In questo quadro, un aspetto trasversale emerso dai tre focus group è la crescente richiesta di profili “ibridi”: la sola figura del muratore tradizionale non sarebbe più pienamente in linea con le esigenze del settore, che richiederebbero lavoratori in grado di integrare competenze diverse, ad esempio utilizzare macchinari digitali, interpretare progetti BIM o coniugare nozioni di edilizia con elementi di meccanica e informatica. È dunque stato possibile rilevare una evoluzione della domanda di questi profili, che però il sistema formativo non sembra ancora in grado di soddisfare pienamente. Nella discussione è stato inoltre sottolineato che alcune figure professionali, pur rilevanti per l’operatività dei cantieri (come elettricisti o idraulici) non sarebbero da considerarsi prioritarie, strategiche in senso stretto per le aziende del settore delle costruzioni, poiché nella maggior parte dei casi vengono reperite attraverso catene di subfornitura e rapporti di appalto o subappalto, più che come dipendenti diretti delle imprese del settore delle costruzioni. È stato infine osservato che, anche in termini di finalizzazione della rilevazione, sarebbe opportuno prestare attenzione al comparto artigiano che, con le sue peculiarità, pone questioni specifiche e non sempre facilmente comparabili con le dinamiche appena descritte.

Un terzo ambito di approfondimento ha riguardato l’inclusione e l’attrattività, aspetti decisivi per il futuro del settore. Su questo punto le prospettive si differenziano ma convergono nel delineare una criticità comune. Le imprese hanno evidenziato come l’edilizia fatichi a intercettare i giovani (italiani ma non solo): la scelta delle famiglie privilegia licei e percorsi universitari, e ciò riduce la disponibilità di manodopera, con la conseguenza che una quota sempre più rilevante della forza lavoro è oggi costituita da lavoratori stranieri. Le parti sociali hanno posto l’accento sul fatto che la difficoltà non sia solo culturale, ma anche strutturale: la frammentazione in molte microimprese, la percezione di precarietà e le caratteristiche fisicamente impegnative del lavoro (o, per meglio dire, di alcune professioni e mansioni) incidono sull’attrattività complessiva del comparto. Dal lato della formazione sono emersi elementi di rinnovamento: una presenza femminile in lieve crescita negli istituti tecnici, il rafforzamento dei percorsi ITS e alcune sperimentazioni quadriennali che cercano di rendere più flessibile l’offerta formativa. Tuttavia, resta uno scarto tra ciò che i giovani apprendono in termini di innovazione e sostenibilità e le condizioni che spesso incontrano nei cantieri, scarto che rischia di indebolire la loro motivazione.

Nel complesso, si può affermare che la questione sia innanzitutto di natura reputazionale: il settore continua a faticare a proporsi come scelta di valore. Cambiano però le chiavi di lettura. Per le imprese pesa lo stigma culturale che ancora accompagna il “lavoro manuale”; per le parti sociali contano soprattutto la stabilità e la sicurezza; per il mondo della formazione è decisivo lavorare sull’orientamento precoce e sul dialogo con le famiglie, così da costruire una narrazione più positiva e coerente con le trasformazioni in atto.

□ □ □ □ □ □ □

COMPITI SCRITTI
1 - Rispondi a queste domande sull'estratto riguardante il settore delle costruzioni:
(a) Quali figure professionali vengono reperite per lo più attraverso catene di subfornitura e rapporti di appalto o subappalto?
(b) Quale presenza risulta in lieve crescita negli istituti tecnici?
(c) Che cosa conta soprattutto per le parti sociali?
2 - Continua il testo sul lavoro e sulla formazione nel settore delle costruzioni dopo la sua ultima frase.

□ □ □ □ □ □ □

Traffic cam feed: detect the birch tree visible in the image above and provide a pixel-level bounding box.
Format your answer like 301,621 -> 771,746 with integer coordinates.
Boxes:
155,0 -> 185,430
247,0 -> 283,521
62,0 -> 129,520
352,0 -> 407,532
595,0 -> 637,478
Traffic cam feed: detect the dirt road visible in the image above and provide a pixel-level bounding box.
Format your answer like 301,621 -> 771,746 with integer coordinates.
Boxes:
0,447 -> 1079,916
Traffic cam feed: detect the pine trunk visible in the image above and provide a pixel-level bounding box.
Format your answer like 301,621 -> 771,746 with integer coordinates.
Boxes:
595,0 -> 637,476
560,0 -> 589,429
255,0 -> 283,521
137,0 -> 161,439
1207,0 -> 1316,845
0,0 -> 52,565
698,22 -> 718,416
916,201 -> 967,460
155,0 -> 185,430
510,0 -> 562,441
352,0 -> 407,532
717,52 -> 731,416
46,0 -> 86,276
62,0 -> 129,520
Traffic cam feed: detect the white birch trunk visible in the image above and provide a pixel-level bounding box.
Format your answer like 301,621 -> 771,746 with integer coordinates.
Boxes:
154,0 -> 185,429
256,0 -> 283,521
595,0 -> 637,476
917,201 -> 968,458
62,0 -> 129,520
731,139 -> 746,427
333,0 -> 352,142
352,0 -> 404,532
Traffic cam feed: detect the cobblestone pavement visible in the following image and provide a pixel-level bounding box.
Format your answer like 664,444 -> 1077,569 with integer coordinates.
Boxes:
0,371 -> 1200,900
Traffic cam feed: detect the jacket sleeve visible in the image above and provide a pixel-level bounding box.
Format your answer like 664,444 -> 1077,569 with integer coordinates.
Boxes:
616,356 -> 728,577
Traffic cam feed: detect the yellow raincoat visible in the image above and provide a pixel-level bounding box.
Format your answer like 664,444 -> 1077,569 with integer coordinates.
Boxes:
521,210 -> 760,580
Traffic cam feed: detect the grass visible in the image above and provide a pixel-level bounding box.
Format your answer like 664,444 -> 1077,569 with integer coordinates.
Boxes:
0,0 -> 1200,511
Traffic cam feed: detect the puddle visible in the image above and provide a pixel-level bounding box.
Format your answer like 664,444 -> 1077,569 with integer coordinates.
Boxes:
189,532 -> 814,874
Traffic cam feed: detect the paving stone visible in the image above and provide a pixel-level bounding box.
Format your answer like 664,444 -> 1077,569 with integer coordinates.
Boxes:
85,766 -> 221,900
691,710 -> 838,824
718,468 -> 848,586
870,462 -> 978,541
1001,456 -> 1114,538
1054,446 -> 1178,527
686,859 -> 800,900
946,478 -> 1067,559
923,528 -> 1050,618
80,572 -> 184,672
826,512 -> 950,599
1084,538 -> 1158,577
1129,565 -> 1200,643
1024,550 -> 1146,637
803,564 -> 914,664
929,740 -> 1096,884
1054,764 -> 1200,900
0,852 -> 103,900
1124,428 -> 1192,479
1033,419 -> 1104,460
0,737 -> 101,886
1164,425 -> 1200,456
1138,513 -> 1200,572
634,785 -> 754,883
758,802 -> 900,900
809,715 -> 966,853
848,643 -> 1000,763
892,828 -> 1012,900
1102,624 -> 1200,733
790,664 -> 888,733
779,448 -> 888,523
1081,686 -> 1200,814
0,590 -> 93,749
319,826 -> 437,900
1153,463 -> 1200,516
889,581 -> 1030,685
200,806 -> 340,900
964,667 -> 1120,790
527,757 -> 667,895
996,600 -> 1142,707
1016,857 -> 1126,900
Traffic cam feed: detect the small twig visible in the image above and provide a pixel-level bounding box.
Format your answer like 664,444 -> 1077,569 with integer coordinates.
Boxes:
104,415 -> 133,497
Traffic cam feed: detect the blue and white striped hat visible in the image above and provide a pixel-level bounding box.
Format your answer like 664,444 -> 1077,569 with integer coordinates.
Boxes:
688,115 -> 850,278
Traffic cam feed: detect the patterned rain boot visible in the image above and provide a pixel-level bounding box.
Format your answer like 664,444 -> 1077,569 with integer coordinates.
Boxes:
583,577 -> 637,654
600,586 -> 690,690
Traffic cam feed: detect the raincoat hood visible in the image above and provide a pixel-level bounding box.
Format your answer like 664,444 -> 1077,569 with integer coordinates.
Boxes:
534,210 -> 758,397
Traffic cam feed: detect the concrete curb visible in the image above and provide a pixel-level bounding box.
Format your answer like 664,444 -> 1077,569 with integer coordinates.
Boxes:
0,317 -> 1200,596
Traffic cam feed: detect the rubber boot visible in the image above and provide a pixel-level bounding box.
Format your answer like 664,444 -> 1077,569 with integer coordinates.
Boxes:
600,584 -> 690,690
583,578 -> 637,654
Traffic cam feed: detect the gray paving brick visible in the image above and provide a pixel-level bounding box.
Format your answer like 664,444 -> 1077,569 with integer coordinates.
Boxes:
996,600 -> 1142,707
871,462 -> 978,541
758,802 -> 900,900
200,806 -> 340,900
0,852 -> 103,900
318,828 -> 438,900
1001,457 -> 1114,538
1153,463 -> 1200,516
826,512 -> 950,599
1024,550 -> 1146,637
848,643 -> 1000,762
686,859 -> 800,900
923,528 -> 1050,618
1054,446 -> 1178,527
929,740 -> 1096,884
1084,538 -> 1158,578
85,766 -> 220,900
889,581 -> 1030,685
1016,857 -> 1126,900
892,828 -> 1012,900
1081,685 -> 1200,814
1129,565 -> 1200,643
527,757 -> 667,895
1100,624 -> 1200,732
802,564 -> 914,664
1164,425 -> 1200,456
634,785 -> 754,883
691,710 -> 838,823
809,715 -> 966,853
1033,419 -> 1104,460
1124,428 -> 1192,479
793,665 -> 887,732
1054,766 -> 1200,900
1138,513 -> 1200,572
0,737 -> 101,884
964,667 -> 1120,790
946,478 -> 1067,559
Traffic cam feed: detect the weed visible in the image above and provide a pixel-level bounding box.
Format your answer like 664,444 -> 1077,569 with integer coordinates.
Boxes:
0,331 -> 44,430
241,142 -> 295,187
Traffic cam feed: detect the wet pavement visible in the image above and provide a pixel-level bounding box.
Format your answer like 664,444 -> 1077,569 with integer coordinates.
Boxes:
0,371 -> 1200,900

□ □ □ □ □ □ □

RISPOSTE
1 -
(a) Elettricisti e idraulici.
(b) La presenza femminile.
(c) La stabilità e la sicurezza.

2 -
Come è possibile agire a fronte delle sollecitazioni e degli scenari emersi? Pur nelle differenze di accenti e prospettive, i tre focus hanno messo in evidenza alcune priorità condivise. La prima è rafforzare il dialogo tra scuole e imprese, così da costruire percorsi di orientamento e programmi più allineati alle esigenze reali del mondo del lavoro a livello settoriale e territoriale. La seconda priorità riguarda uno sforzo congiunto per l’aggiornamento del contratto collettivo di riferimento, affinché possa recepire in maniera più compiuta le figure professionali emergenti. Un’altra priorità è investire nella formazione continua: non solo quella tecnica, ma anche linguistica e ancora di più sulla sicurezza (per i lavoratori stranieri, ma non solo), e quella manageriale e digitale per i profili intermedi. Infine, è emerso come sia ormai cruciale lavorare sull’immagine stessa del settore, mettendo in evidenza il suo lato innovativo, sostenibile e tecnologico, e costruendo percorsi di carriera chiari e attrattivi per le nuove generazioni e per la componente femminile. Non si tratta soltanto di una questione culturale, ma anche di una presa di coscienza delle potenzialità comunicative insite nelle competenze pratiche di chi propone e vive questi percorsi formativi: la capacità tecnica, se adeguatamente raccontata e valorizzata, può esercitare una risonanza fortissima tra i giovani, soprattutto per coloro che apprendono meglio attraverso l’“imparare facendo”.

In conclusione, e con un alto livello di coerenza con le fasi di rilevazione precedenti sviluppate nell’ambito della Linea A ([2]), dai tre focus emerge un quadro chiaro: il settore delle costruzioni è attraversato da trasformazioni profonde, ma con velocità differenti (a seconda della dimensione aziendale, dei comparti e dei territori), e questa eterogeneità produce inevitabili disallineamenti. Le carenze di competenze si collocano tanto sul versante operativo quanto su quello tecnico-gestionale, mentre la vera sfida per il futuro resta la capacità di rendere il comparto attrattivo per le nuove generazioni e in grado di rinnovarsi attraverso nuove energie.

Dai tre focus group è emerso chiaramente che attorno al Patto per le Competenze e per l’Occupazione in Lombardia per il Settore delle Costruzioni si concentrano alte aspettative da parte di tutti gli stakeholder: che diventi un luogo stabile di confronto, che non si limiti all’analisi ma attivi azioni concrete. Le imprese hanno condiviso aspettative con riferimento al supporto nel reperire figure e formarle; le parti sociali hanno espresso la necessità di garantire più tutele e applicazione delle regole; il mondo della formazione reputa imprescindibile uno stabile di dialogo con chi assume. Tutti gli osservatori privilegiati, in modi diversi, hanno descritto in prospettiva il Patto come un laboratorio permanente, capace di allineare competenze, condizioni di lavoro e immagine del settore. Solo così sarà possibile garantire al comparto delle costruzioni in Lombardia non solo di reggere le sfide della transizione, ma di renderle un’occasione di crescita sostenibile e attrattività.

Margherita Roiatti

Direttrice Fondazione ADAPT

ADAPT Senior Research Fellow

X@MargheRoi

[1] CUP: E84G24000110007.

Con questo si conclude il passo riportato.